Segment Start: EXCERPT TO READ

In Information Management keywords like “cellular cloning” and “category systems” have different meaning in other disciplines, for instance, chemical industry, engineering, physics, and biology. Some very common keywords like “parallel processing” may exist as forming part of concepts in as many as hundred disciplines.

The miracle of literary specificity

Subjects – nodes: To avoid confusion concepts could be considered keywords when they are “by default” referred to a given discipline, as a notation simplification [k, s] will render [k] within s. These concepts somehow behave like precise semantic pointers to documents even within a given discipline. Let’s see why. If we call s0 a “Major Subject” root like Medicine, s01, s02, s03,…, s0n could be the n subsidiary subjects (clinic, pediatry, oncology,……..) that from level 0 as its root opens in branches to get level 1 immediately below level 0, and following the third branch (Oncology) we may go to a second level of deepening, of specialization: s031, s032, s033,…., s03b, where s03 (Oncology) in its turn opens from level 1 in b subsidiary branches (prostate, gastroenterology cancer, breast cancer, bones cancer,…….), to get level 2, and so on and so forth.

Segment End: EXCERPT TO READ
Segment Start: RECORDS

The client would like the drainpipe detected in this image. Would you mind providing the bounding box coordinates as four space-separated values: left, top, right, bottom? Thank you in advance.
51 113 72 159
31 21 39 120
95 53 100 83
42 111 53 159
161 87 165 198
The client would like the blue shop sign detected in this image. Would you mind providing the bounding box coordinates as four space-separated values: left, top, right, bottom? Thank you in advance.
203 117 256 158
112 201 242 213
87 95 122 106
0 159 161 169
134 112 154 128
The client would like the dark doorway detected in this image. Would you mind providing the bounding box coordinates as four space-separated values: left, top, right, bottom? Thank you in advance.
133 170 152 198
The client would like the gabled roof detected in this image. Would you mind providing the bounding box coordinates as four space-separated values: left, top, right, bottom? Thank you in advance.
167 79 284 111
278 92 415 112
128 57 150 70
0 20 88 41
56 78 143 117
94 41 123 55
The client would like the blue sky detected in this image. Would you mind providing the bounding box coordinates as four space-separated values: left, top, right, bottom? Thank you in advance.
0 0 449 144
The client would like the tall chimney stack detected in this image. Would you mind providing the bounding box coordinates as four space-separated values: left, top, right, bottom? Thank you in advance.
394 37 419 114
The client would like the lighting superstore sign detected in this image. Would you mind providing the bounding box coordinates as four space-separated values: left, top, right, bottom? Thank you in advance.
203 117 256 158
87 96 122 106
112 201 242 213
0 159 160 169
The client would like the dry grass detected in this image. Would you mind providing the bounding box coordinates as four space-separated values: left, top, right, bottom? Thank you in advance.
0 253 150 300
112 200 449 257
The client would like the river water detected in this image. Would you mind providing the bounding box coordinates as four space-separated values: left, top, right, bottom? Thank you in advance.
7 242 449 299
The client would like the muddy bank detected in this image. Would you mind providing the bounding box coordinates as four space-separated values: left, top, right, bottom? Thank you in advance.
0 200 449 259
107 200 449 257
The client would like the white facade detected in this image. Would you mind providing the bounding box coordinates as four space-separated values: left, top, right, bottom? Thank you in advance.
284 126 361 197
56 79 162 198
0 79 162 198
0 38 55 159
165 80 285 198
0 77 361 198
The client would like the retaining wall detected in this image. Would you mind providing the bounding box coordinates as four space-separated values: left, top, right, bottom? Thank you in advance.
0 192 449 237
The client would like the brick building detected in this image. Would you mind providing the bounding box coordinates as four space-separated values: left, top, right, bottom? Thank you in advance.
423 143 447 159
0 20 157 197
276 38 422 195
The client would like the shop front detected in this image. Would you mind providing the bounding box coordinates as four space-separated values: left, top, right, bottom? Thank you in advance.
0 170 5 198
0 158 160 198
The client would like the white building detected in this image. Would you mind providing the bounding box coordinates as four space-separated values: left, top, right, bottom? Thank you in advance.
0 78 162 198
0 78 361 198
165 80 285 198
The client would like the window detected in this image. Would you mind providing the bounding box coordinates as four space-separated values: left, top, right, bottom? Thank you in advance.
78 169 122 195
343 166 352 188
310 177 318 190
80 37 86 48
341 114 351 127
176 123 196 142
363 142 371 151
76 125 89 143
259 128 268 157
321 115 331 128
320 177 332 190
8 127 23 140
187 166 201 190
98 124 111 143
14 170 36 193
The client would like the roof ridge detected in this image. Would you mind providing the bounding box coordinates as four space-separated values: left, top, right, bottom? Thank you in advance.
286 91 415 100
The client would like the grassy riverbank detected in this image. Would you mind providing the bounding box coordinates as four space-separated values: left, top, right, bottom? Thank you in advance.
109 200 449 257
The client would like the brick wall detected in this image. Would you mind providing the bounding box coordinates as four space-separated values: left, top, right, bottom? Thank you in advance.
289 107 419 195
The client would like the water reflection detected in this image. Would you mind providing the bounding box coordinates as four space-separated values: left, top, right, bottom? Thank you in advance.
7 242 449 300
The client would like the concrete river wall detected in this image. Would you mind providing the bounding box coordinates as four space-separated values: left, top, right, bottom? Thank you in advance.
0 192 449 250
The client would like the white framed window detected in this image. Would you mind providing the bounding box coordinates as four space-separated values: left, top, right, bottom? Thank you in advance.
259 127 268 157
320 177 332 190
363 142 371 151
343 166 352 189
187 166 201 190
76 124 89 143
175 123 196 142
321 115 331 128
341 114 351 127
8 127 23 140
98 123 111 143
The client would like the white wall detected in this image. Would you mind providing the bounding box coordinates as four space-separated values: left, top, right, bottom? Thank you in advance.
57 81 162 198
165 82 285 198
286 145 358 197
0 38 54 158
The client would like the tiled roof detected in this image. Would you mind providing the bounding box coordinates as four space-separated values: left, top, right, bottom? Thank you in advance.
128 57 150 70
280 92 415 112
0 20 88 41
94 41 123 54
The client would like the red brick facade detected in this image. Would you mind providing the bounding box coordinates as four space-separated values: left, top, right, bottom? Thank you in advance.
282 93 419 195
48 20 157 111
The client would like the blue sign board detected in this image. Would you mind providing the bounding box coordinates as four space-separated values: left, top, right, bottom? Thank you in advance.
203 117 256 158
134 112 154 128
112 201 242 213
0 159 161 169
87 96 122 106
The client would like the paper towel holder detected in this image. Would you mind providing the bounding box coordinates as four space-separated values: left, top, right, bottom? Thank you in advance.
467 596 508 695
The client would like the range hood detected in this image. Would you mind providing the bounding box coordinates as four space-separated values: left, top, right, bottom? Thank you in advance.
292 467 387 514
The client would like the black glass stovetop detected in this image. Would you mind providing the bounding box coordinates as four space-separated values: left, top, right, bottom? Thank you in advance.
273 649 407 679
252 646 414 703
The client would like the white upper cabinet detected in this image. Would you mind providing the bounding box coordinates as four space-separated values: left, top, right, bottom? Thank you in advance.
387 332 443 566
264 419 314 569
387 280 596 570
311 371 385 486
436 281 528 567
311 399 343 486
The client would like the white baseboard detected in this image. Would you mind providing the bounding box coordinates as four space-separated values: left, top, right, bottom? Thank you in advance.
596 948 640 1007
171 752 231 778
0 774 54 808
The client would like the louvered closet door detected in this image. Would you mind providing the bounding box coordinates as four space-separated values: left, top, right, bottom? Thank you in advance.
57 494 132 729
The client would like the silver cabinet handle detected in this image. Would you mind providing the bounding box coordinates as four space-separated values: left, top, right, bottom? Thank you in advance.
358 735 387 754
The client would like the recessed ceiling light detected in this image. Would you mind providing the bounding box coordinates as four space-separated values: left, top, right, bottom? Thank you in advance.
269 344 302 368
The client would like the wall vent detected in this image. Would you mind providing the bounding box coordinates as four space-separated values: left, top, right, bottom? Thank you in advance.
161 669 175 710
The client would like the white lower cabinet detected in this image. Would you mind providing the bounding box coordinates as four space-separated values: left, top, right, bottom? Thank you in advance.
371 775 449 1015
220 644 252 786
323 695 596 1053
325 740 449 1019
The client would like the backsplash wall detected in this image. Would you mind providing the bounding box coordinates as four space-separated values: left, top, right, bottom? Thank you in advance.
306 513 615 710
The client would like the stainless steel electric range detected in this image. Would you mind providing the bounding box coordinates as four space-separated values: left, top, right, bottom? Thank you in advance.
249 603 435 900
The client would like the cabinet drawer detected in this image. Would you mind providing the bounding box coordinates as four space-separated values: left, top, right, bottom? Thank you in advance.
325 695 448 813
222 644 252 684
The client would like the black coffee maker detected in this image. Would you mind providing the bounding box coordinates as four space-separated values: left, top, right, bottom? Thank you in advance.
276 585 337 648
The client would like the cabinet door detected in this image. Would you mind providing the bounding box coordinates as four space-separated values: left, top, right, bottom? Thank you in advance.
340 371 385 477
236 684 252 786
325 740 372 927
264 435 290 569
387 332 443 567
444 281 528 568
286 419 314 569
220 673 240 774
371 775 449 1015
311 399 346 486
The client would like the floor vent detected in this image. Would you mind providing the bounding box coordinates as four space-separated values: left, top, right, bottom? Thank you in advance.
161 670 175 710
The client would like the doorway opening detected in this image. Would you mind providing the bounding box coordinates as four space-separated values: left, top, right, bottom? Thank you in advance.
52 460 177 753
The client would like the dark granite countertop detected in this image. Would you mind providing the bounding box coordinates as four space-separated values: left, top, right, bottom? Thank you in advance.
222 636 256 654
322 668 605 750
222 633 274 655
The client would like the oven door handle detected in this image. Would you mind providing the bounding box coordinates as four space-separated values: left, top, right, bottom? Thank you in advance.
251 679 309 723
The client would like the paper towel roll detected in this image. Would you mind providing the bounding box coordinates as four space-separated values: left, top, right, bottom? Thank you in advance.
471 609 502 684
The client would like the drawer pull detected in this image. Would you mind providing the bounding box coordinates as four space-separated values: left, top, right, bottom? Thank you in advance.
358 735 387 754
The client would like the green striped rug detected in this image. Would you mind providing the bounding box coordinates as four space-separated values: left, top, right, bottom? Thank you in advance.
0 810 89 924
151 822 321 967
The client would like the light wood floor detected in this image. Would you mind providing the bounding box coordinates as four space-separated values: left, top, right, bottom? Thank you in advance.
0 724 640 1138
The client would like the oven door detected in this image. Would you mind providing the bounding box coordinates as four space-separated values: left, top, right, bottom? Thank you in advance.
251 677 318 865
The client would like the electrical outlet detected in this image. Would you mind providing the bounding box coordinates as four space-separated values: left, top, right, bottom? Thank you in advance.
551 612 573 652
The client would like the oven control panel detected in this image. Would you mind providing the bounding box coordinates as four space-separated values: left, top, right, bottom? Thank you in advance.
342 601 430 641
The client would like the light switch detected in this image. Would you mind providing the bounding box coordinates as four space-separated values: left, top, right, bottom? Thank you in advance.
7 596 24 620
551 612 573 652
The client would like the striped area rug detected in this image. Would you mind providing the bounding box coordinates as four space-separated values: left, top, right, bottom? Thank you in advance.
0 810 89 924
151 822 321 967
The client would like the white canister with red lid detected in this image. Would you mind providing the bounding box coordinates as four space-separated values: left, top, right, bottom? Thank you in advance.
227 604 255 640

Segment End: RECORDS

EXERCISE REQUIREMENTS: According to the excerpt, in up to how many disciplines can a common keyword like "parallel processing" form part of concepts? The lines have no connection to the excerpt.

WRITTEN SOLUTION: As many as a hundred disciplines.